> **Records for this task**:

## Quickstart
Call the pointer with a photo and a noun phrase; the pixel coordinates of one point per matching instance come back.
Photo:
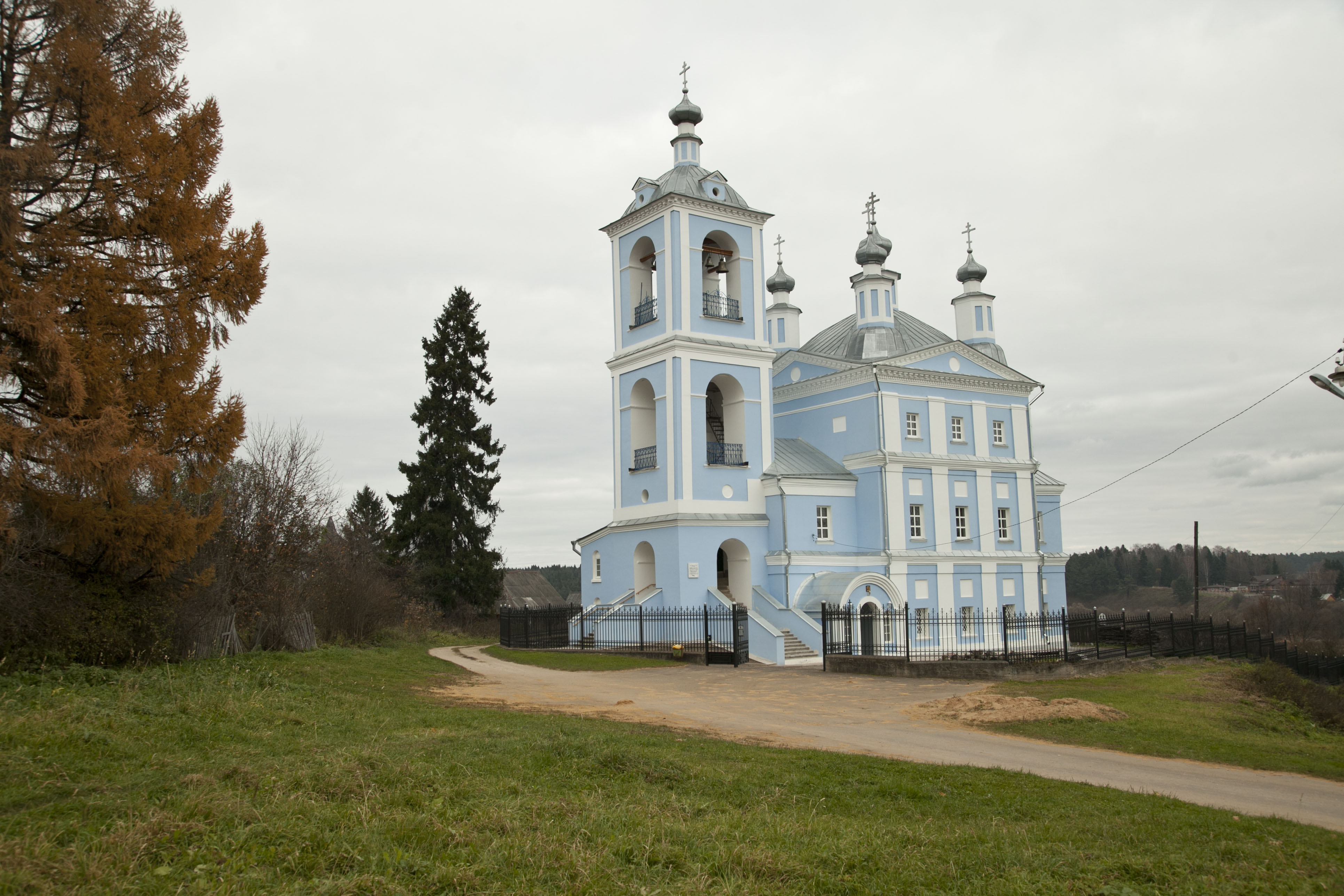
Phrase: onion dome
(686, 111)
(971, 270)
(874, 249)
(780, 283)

--

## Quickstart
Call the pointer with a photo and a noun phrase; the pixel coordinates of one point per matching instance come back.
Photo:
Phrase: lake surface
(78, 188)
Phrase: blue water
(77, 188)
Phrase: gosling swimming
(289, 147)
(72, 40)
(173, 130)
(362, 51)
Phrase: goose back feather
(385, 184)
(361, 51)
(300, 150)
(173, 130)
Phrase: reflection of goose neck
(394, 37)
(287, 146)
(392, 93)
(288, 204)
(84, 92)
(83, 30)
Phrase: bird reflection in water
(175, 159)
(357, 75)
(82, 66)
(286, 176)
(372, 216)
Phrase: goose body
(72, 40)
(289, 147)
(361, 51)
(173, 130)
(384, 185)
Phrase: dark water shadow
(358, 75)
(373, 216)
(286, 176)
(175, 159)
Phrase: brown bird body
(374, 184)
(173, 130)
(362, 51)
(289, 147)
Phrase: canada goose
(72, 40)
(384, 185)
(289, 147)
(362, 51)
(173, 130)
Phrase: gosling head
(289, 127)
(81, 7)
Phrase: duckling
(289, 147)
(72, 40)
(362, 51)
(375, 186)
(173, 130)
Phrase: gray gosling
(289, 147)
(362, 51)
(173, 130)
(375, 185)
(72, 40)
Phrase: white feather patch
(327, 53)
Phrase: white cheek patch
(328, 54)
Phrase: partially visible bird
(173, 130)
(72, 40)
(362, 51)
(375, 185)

> **What needs to be done**: Please find every line in the records that contains the string "feather" and copy each one out. Case counts.

> **The reply**:
Phrase: goose back feather
Phrase: white feather patch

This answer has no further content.